== 課題一覧 ==
a – 抜粋によると、固定資産税の滞納者は、督促状を発した日から起算して何日を経過した日までに徴収金を完納しないと財産を差し押えられますか。
b – 記録のうち、文字列「Would」を含む行をすべて返してください。

== 抜粋 ==
滞納処分と差押解除

いろいろ質問があったり浮世の義理があったりで、本来書きたいことがなかなか進みません(謎)

で、地方税の滞納処分による差押えと、その解除の要件について。

地方税法では、税目ごとに、財産差押えの要件や、国税徴収法に規定する滞納処分の例によって行うことが書かれています。

たとえば、市町村税である固定資産税。

第373 固定資産税に係る滞納者が次の各号の一に該当するときは、市町村の徴税吏員は、当該固定資産税に係る地方団体の徴収金につき、滞納者の財産を差し押えなければならない。
 一 滞納者が督促を受け、その督促状を発した日から起算して十日を経過した日までにその督促に係る固定資産税に係る地方団体の徴収金を完納しないとき。
 二 略
2~6 略
7 前各項に定めるものその他固定資産税に係る地方団体の徴収金の滞納処分については、国税徴収法に規定する滞納処分の例による。
8 第一項から第五項まで及び前項の規定による処分は、当該市町村の区域外においても行うことができる。

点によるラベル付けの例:
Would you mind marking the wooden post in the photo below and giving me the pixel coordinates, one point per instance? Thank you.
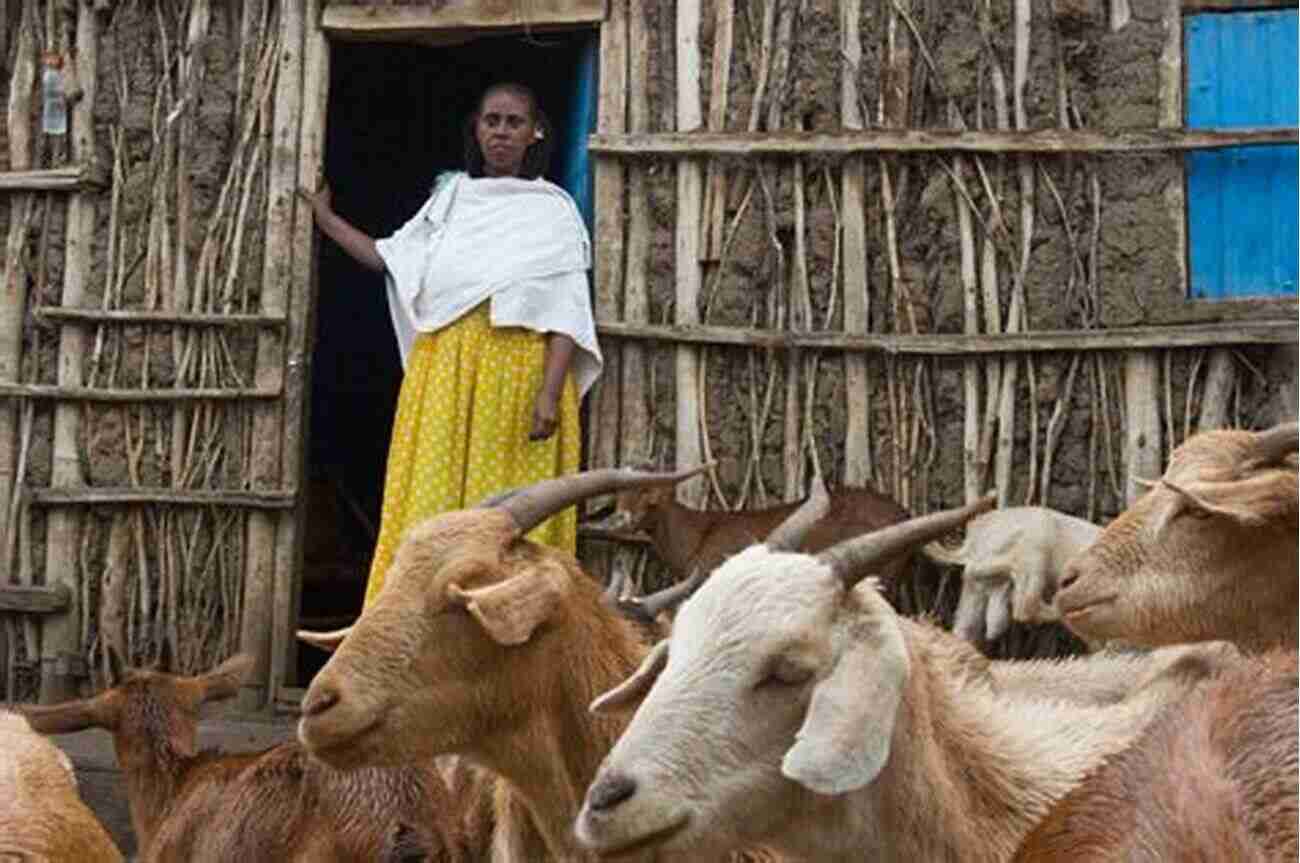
(60, 634)
(687, 259)
(635, 416)
(260, 573)
(857, 291)
(1143, 450)
(611, 117)
(715, 185)
(13, 309)
(302, 315)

== 課題別の解答 ==
a – 十日です。

b –
Would you mind marking the wooden post in the photo below and giving me the pixel coordinates, one point per instance? Thank you.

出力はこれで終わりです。